+++ TEXTAUSZUG

Dabei hat das ZFF eine ansprechende Auswahl zusammengestellt, die besonders wertvoll war, weil selbst wenn einige der Filme irgendwann in die Schweizer Kinos kommen werden, die Mehrheit davon es in der Regel aus verschiedenen Gründen nicht schafft. Dies ist, beispielsweise, für eine der Perlen aus dem Programm wie dem Gesellschaftsdrama mit feinem Humor «Aloners» aus Südkorea zu vermuten. Regisseurin Hong Sung-Eun porträtiert darin eine junge Frau, die sich in einer anonymisierten Gesellschaft mit ihrer eigenen Einsamkeit abgefunden hat, bis sie auf die richtigen Menschen trifft, die ihr zeigen, dass es auch anders gehen kann.
Ein Fenster zur Welt
Nicht nur in den drei offiziellen Wettbewerben, sondern in allen, insgesamt elf Programmuntereinheiten, war es möglich, sich mit Filmen anderer Kulturkreise zu beschäftigen. Jetzt, wo das physische Reisen immer noch beschwerlicher ist als sonst, war es ein Leichtes, das eigene Fernweh zu befriedigen. Man erfuhr Näheres über die Stellung der Frau im Iran («Ballad of a White Cow» von Behtash Sanaeeha und Maryam Moghaddam), genauso wie über das Schicksal junger Mädchen und Frauen in Syrien in den Fängen des IS («Sabaya» von Hogir Hirori) oder auch wie das Leben eines gefallenen US-amerikanischen Pornosternchens («Red Rocket» von Sean Baker) und wie der Betrieb in einem englischen Restaurant («Boiling Point» von Philip Barantini) aussehen kann.
Besonderes Augenmerk legte das Festival dieses Jahr auf Tunesien. Etwa zeitgleich mit dem Ausbruch des Arabischen Frühlings 2011 hat sich eine mutige Filmemachergeneration herausgebildet, die sich mit Dramen und Satiren souverän und künstlerisch anspruchsvoll mit den sozialen Realitäten des Landes auseinandersetzt. Als erfolgreiches Symbol dieser Entwicklung gilt aktuell die Regisseurin Kaouther Ben Hania, deren Gesellschaftssatire «The Man Who Sold His Skin» als tunesischer Beitrag bei den Oscars vertreten war und in Kürze offiziell in den Kinos anlaufen wird.
In einem weiteren kleinen Fokus konnte man beim ZFF, eine Auswahl an Filmen aus Hong Kong sehen, die genauso wie die gezeigten Filme aus Tunesien, sonst nur schwer zugänglich sind. Zu den Höhepunkten des Programms gehörten der rasante Actionfilm «Raging Fire» des jüngst verstorbenen Benny Chan, bei dem Name Programm ist, da man als Zuschauer zwei Stunden lang einem, von schwarzem Humor gespickten Konzert eines Orchesters aus Schiesswaffen beiwohnt. Etwas weniger hitzig, aber auch durchaus ähnlich energisch ging es auch in «Time» von Ricky Ko zu, in dem sich ein Trio von pensionierten Auftragsmördern in den Dienst selbstmordwilligen Senioren stellt.

++++++

** AUFGABE 1 **
Auf welches Land legte das ZFF laut dem Text über das Festival dieses Jahr besonderes Augenmerk?
** AUFGABE 2 **
Schreib den Text über das ZFF im gleichen Stil weiter und knüpf an seinen letzten Satz an.

+++ DATENEINTRÄGE

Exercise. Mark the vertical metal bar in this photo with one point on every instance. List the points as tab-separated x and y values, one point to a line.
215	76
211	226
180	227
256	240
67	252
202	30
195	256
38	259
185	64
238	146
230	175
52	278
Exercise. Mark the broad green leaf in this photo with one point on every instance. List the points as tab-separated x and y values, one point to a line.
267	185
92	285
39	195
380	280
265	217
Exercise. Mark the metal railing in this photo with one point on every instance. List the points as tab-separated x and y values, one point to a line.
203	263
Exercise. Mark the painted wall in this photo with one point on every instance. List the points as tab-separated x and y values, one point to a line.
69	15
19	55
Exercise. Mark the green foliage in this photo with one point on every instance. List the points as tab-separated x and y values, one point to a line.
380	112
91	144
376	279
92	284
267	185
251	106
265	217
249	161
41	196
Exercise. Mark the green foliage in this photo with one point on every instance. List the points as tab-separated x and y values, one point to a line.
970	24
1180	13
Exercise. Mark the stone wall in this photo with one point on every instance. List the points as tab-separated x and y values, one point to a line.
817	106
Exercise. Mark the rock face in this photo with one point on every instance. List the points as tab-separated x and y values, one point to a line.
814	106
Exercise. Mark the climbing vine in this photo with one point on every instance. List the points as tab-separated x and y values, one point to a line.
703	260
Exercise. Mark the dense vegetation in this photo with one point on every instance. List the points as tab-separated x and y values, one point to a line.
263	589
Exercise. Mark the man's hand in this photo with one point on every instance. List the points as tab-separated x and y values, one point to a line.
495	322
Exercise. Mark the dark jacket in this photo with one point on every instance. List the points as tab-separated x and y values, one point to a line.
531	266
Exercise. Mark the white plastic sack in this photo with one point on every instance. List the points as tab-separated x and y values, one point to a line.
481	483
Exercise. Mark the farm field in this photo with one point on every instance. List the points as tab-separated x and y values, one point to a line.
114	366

++++++

** LÖSUNG 1 **
Auf Tunesien.

** LÖSUNG 2 **
Auch Zeitreisen konnte man unternehmen, wenn man sich von Paolo Sorrentinos neuem Werk «E stata la mano di Dio» ins Neapel der 1970er-Jahre entführen liess, sich auf die Spuren des Katzenmalers Louis Wain («The Electrical Life of Louis Wain» von Will Sharpe) ins viktorianische London begab oder mit Ridley Scott in «The Last Duel» bis ins 14. Jahrhundert zurückging.
Und die Gewinner sind...
Wie bereits erwähnt bildeten das Herzstück des Festivals drei Wettbewerbe. Jeweils eine Jury aus verschiedenen Experten der Filmbranche kürte daraus einen Gewinner.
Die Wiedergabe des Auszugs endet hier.